PROMPT – If a line of the data below contains the string "letter", copy it into your answer.
** DATA SUPPLIED follows **
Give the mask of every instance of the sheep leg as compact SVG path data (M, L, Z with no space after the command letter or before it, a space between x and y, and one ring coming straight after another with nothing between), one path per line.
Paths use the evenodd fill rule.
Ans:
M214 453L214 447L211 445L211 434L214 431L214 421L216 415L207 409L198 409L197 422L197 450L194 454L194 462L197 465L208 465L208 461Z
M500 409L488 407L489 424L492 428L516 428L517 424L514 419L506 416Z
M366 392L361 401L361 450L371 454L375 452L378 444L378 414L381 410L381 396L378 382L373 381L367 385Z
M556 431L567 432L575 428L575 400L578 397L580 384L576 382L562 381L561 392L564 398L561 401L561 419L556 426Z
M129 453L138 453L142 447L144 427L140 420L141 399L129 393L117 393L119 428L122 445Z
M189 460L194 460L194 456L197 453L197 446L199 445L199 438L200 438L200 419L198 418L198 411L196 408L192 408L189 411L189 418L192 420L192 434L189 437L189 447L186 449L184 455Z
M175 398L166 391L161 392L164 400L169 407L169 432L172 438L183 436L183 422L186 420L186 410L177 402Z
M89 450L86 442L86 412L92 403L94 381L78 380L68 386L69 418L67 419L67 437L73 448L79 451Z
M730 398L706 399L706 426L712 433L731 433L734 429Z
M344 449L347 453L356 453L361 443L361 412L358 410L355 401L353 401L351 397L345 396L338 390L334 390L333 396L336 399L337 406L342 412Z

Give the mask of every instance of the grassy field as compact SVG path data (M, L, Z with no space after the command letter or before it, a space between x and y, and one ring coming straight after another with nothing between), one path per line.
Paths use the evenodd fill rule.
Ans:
** End of DATA SUPPLIED **
SOLUTION TO THE PROBLEM –
Give the mask of every instance of the sheep leg as compact SVG path data (M, L, Z with no space after the command letter or before it, a space between x and y, and one ring coming straight after another with nothing between), one path per line.
Give the mask of every instance of the grassy field as compact SVG path data (M, L, Z with no space after the command letter or before it, a space between x and y, and one ring coming straight after another with nothing between), one path per line.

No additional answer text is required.